___ Excerpted text ___

09.06.17
Putting parity of esteem at the heart of GM plans
Source: NHE May/Jun 17
Jon Rouse, chief officer of the Greater Manchester Health & Social Care Partnership, explains how the city region aims to tackle parity of esteem between physical and mental.
In January, we published our Population Health Plan for Greater Manchester. We are a city region that has grappled with public health challenges for centuries – from food riots to cholera, from overcrowding to addiction – reflecting the stresses of change and development across our settlements, which are home today to some 2.8 million citizens.
The plan is guided by a set of principles for how we can best support the population in maintaining and improving their health and wellbeing. They are: a preference for community-based models, an adherence to evidence-based interventions, a commitment to parity of esteem between physical and mental health, and belief in the merits of a life course approach.
Greater Manchester is committed to the goal of parity of esteem between physical and mental health, and that includes our preventative programmes. It is at the heart of everything we plan to do. For example, we will adopt a holistic approach to our early years programme, working across universal and targeted services to influence the physical, mental, emotional and cognitive development of young children. And under our ‘Live Well’ theme, we will introduce an expanded Work and Health Programme that provides rapid access to both physical and mental health services to enable people who are struggling to stay in work or get back into work quickly.
Tackling unwarranted variation
We had a difficult starting position, with quite a lot of unwarranted variation and we were not as joined-up as we would have liked. The first thing we had to do was to admit that. Data was important in working that out; the Centre for Mental Health is still working on identifying any gaps. And there were areas of good, even outstanding, practices and services – it just was not uniform.

___

Tasks and exercises ▸
1 – Do the following statements agree with the article on Greater Manchester's health plan? For each, answer yes or no and quote the words of the article that decide it.
(a) The Population Health Plan for Greater Manchester was published in January.
(b) The settlements of the city region are home to some 3.2 million citizens.
(c) The Centre for Mental Health has finished identifying gaps.
2 – Please resume the article on Greater Manchester's health plan, starting right after its last sentence.
The data after this point is separate material, unrelated to the article on Greater Manchester's health plan.

___ Dataset ___

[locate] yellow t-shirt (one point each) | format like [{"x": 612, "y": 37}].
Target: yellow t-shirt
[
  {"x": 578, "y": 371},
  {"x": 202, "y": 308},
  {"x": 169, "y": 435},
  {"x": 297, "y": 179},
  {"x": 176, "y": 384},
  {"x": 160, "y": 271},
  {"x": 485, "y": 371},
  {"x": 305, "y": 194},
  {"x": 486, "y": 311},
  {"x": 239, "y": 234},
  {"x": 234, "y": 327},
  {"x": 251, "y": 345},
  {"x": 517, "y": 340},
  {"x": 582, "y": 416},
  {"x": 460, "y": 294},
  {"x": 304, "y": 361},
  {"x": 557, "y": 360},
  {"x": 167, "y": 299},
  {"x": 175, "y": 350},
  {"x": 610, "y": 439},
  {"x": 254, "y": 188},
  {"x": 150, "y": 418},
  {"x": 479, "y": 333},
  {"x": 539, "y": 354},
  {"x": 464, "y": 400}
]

___

Outputs by task ▸
1 –
(a) Yes: "In January, we published our Population Health Plan for Greater Manchester."
(b) No: "home today to some 2.8 million citizens."
(c) No: "the Centre for Mental Health is still working on identifying any gaps."

2 –
Governance was then put into place. There was a board established which developed a single strategy but also sought views on what was meant by mental health and what needed to change. Our strategy document has gone well beyond just a clinical response and recognises there is a palette of other factors that influence mental health, including health, social services, education and housing, and they all have a potential role in improving it. We also have an implementation board with an independent chair; it’s important we are able to hold people to account for delivery, otherwise implementation plans just sit on the shelf. Although we can’t hand-hold every one, individual areas will have to work towards set standards and outcomes that are the same for the whole of Greater Manchester.
There are a number of key priorities outlined in our plan, including suicide prevention, eating disorders, crisis intervention, children and young people’s services, and ADHD. These were all felt to be important for the local community. For example, ADHD is not often a priority but early diagnosis and interventions can keep pupils in mainstream schools and reduce the impact on their lives and those of their family.
We also want to become the best place in the world to live with dementia. We need to support people through early dementia and prepare them for what lies ahead. Social care is key in this plan so we need to make sure that we keep hold of, and improve, our services and providers.
We are currently working through many of these changes by using our Transformation Fund, a pot of money that will help us transform health and social care, but the timescales are tight. We need to be implementing and delivering our plans by 2020 and the savings need to be flowing. In five years, I want to be seeing holistic approaches to mental health both in prevention and treatment with GPs able to treat or refer patients to a number of local options. The timescales are tight, but from what I’ve seen so far it is eminently doable.